Start DATASET RECORDS

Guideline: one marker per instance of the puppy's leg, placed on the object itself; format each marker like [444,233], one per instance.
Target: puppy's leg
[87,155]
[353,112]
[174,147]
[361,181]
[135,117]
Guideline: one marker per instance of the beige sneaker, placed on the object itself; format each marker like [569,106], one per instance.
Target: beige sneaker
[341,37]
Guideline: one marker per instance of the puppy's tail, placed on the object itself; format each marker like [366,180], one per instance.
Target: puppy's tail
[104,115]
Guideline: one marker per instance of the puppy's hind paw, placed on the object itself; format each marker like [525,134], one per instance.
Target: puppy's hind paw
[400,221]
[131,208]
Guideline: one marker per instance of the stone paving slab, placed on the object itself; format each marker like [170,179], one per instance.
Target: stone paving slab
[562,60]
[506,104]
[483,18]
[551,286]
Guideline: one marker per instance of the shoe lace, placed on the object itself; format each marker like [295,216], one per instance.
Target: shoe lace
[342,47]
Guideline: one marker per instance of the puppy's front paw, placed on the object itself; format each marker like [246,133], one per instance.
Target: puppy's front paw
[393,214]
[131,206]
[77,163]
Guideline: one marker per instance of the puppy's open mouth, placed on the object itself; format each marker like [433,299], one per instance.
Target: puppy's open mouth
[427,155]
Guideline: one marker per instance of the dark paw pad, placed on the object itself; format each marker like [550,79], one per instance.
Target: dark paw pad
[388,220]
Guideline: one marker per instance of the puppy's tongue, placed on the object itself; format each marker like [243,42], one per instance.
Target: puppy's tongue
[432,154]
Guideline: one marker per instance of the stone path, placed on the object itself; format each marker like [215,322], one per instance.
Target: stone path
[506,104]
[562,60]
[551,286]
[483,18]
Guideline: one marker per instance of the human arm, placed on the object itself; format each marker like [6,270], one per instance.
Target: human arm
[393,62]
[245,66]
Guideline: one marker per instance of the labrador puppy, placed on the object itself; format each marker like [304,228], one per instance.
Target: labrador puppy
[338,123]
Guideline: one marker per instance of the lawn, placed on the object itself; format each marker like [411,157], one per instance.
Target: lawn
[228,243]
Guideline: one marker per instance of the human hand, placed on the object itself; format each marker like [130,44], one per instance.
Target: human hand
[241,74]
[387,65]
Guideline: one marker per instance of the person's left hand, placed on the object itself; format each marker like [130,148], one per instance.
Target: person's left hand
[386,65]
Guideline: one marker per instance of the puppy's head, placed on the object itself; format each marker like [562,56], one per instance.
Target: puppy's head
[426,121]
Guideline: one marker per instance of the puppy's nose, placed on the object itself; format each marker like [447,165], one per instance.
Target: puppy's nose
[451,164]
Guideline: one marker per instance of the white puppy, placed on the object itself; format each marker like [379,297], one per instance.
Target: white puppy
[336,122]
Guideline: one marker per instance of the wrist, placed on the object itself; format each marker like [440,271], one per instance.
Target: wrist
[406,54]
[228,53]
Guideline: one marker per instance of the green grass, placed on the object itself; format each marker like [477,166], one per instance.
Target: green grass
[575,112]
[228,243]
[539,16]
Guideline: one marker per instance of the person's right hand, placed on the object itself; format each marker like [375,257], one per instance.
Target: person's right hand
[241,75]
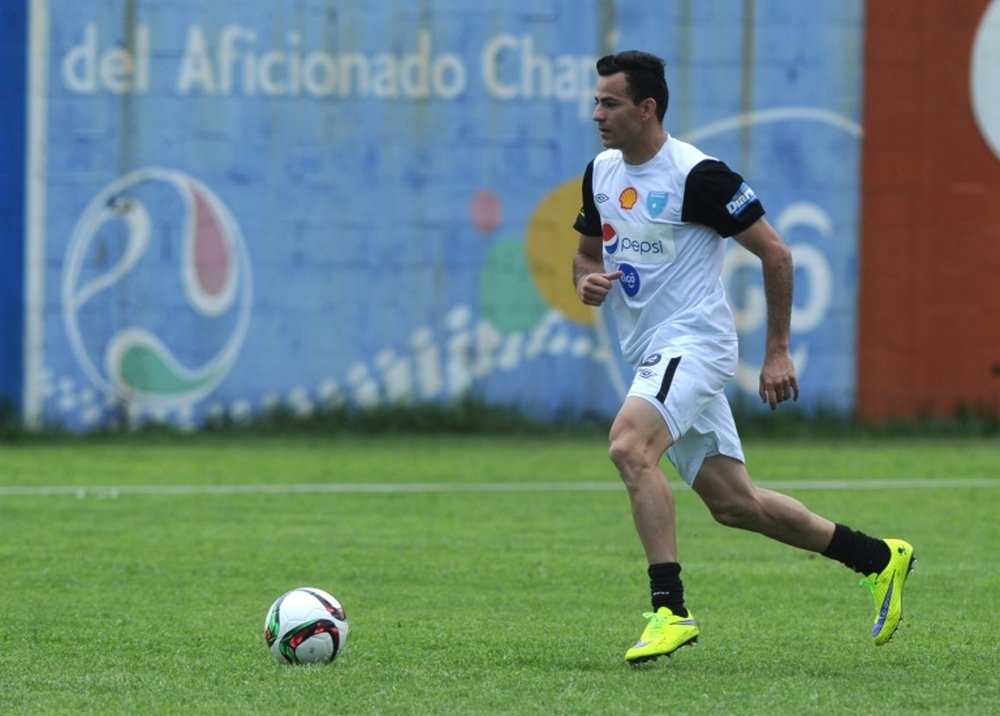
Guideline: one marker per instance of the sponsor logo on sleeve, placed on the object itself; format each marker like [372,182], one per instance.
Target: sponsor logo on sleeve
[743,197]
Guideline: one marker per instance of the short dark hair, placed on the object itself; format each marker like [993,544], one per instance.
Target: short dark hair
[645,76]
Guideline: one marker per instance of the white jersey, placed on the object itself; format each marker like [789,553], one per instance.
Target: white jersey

End DATASET RECORDS

• TO BE DONE
Lay out the part of the listing that starts with the line containing "Guideline: one marker per instance of the white puppy, placed" and runs through the end of the listing as a numbered list, leaving out blank lines and pictures.

• FINISHED EXERCISE
1. Guideline: one marker per instance of the white puppy, placed on the object itself; format each marker like [379,297], one per instance.
2. Target: white puppy
3. [336,122]
4. Guideline: one marker per instance of the wrist, placed on the object itself; format each marker like [440,271], one per instance.
5. Target: wrist
6. [406,54]
7. [228,53]
8. Guideline: one marker per instance of the green grass, placed on the object itself; format each marker like [477,166], one per instance.
9. Target: green grass
10. [575,112]
11. [228,243]
12. [539,16]
13. Guideline: one marker per instance of the person's right hand, placed on the object itself; format each marker like [375,257], one per instance.
14. Target: person's right hand
15. [241,75]
16. Guideline: one marker per instance of the sponsor logo on sleeve, placed on the object itself; format each marker like [372,182], one per instance.
17. Target: sponsor logo on sleeve
18. [743,197]
19. Guideline: one marker per instance of the short dark hair, placed on the object itself; format each marker like [993,544], one per instance.
20. Target: short dark hair
21. [645,76]
22. Guideline: one marker per instance of the white jersey, placed on the object itself; format each marker like [789,553], one per instance.
23. Target: white jersey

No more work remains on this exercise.